Job
Reproduce every item below verbatim, line for line.

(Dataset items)

..........

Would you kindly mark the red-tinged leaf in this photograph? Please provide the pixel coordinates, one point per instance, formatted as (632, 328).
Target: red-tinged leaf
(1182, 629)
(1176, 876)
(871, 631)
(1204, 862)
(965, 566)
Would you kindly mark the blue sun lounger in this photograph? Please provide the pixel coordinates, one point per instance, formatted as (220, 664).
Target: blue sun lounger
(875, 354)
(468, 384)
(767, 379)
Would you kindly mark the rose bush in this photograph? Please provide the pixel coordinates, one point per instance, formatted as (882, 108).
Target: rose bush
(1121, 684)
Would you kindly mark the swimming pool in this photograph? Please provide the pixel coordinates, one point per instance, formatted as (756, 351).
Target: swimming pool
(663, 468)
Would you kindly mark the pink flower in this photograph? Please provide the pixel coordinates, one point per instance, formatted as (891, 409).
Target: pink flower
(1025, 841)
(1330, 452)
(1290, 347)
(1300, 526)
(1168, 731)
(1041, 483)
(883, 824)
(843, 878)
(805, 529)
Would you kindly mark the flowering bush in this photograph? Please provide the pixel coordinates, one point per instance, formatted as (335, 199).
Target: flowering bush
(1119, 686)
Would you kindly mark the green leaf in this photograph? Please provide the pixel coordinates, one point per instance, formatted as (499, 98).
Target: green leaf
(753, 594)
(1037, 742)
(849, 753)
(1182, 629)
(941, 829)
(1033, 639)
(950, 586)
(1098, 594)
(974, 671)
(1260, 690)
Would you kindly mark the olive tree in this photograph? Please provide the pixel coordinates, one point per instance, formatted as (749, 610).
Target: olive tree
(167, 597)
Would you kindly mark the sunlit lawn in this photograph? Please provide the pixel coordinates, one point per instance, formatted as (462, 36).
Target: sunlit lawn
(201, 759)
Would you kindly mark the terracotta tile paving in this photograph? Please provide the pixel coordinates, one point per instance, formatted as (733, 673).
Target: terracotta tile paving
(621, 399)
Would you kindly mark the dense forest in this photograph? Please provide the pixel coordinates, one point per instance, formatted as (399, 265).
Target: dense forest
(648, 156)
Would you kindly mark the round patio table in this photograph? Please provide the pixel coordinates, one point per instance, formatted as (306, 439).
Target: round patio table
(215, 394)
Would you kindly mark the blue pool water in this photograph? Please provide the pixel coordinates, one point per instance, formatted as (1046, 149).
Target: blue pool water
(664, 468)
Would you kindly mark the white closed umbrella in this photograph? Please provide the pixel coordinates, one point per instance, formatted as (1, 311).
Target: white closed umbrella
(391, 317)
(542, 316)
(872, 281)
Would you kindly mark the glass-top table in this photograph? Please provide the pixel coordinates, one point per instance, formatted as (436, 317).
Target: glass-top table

..........

Full output
Would you kindly mark the red-tinged leaf in this photograph? Please provide the pixel coordinates, one point per instance, formatted as (632, 328).
Target: red-tinged leaf
(1182, 629)
(1176, 876)
(871, 631)
(1204, 862)
(965, 566)
Would you kindly mark the blue sun lounger in this photograph? Please provide the pixel coordinates, one point per instance, formatted as (220, 664).
Target: blue sun lounger
(875, 354)
(468, 384)
(767, 379)
Would you kindly mark the rose bush in this photograph? Please provide the pixel coordinates, one point per instance, formatted as (882, 108).
Target: rose bush
(1121, 684)
Would you kindly mark the swimming pool in this photograph? Please provide the pixel coordinates, one point per instance, formatted as (756, 351).
Target: swimming pool
(663, 468)
Would you kindly mark the pink flower in this photograph? Please provide the pixel coordinates, one point per instance, formatted as (891, 409).
Target: pink flower
(1025, 841)
(1330, 452)
(1290, 347)
(1300, 526)
(1168, 731)
(1041, 483)
(883, 824)
(843, 878)
(805, 529)
Would you kindly mark the flowering bush in this photograph? Please provide the pixel coordinates, one point per instance, formatted as (335, 199).
Target: flowering bush
(1119, 686)
Would you kindly mark the green leaf in this photograph? Please provide the pixel coordinates, one point per instance, formatted as (499, 98).
Target: green leaf
(753, 594)
(1037, 742)
(849, 753)
(1182, 629)
(941, 829)
(1033, 639)
(950, 586)
(1098, 594)
(974, 671)
(1260, 690)
Would you kindly mark the olive tree in this photograph? Please provide the pixel coordinates, one point per instance, formatted as (749, 610).
Target: olive tree
(167, 597)
Would you kindly mark the sunlit lawn in this photograph? Please provide the pixel coordinates, one point per instance, formatted as (462, 36).
Target: sunlit lawn
(201, 759)
Would you kindly mark the terracotta tile paving in this photograph? Please provide the pixel coordinates, one point per instance, formatted as (733, 673).
Target: terracotta tile paving
(621, 399)
Would you kindly mark the dense forest in this photograph? Please provide the pixel coordinates, one point per instance, formatted as (399, 265).
Target: dense forest
(648, 156)
Would you kindly mark the round patio table in this photograph? Please provide the pixel coordinates, one point per instance, formatted as (306, 439).
Target: round patio table
(215, 394)
Would you kindly mark the blue pool water in this photograph? Please provide the pixel coordinates, one point per instance, formatted as (1046, 149).
Target: blue pool water
(664, 468)
Would you kindly mark the white closed umbrella in this photograph? Please provide the pixel coordinates, one point per instance, formatted as (1, 311).
Target: white closed umbrella
(391, 317)
(542, 316)
(872, 281)
Would you kindly mark the glass-top table in this photograph? Please provide the pixel coordinates, one point per instance, formatted as (436, 317).
Target: glass-top table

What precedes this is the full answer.